» **Requirements**: Please rewrite the stretch from the line that contains "Where can you spot the fingernail" through the last of the items, swapping "Annotate" for "Mark" and leaving everything else unchanged.

Collected data entries
===============
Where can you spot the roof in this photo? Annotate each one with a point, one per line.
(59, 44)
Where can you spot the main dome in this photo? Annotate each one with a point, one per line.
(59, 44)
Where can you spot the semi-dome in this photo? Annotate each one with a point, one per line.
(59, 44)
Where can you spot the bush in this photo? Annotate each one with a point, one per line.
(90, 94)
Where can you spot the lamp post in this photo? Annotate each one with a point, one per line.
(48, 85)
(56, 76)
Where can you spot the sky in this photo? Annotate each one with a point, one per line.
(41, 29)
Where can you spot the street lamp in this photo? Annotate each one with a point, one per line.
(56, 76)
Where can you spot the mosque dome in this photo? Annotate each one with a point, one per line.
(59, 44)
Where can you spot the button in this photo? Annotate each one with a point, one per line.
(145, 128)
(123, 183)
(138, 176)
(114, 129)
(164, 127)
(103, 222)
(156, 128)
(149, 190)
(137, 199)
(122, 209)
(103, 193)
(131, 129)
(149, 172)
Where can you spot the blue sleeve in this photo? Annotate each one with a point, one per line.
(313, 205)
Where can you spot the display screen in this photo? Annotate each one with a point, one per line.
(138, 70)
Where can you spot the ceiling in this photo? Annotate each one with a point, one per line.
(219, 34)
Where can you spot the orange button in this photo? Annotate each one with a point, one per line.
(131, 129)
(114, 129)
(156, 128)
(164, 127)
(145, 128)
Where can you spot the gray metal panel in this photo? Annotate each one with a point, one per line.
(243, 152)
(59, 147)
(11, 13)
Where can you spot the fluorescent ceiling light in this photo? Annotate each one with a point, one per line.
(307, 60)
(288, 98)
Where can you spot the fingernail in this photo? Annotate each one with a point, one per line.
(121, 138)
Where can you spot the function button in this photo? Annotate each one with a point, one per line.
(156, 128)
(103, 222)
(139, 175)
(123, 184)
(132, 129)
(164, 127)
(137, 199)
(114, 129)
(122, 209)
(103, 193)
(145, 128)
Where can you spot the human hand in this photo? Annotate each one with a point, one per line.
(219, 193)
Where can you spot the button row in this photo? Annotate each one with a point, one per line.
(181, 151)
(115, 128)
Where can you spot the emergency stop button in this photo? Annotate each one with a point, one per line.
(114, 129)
===============
» **In response**:
Where can you spot the fingernail in this photo? Mark each one with a point, one per line.
(121, 138)
Where can you spot the function button in this photo? Mark each one with a point, one per line.
(156, 128)
(103, 222)
(139, 175)
(123, 184)
(132, 129)
(164, 127)
(137, 199)
(114, 129)
(122, 209)
(103, 193)
(145, 128)
Where can you spot the human hand in this photo? Mark each one with a point, one per line.
(219, 193)
Where can you spot the button row in this photo? Mark each one with a point, one per line.
(181, 151)
(115, 128)
Where can you spot the emergency stop button in this photo? Mark each one with a point, one per line.
(114, 129)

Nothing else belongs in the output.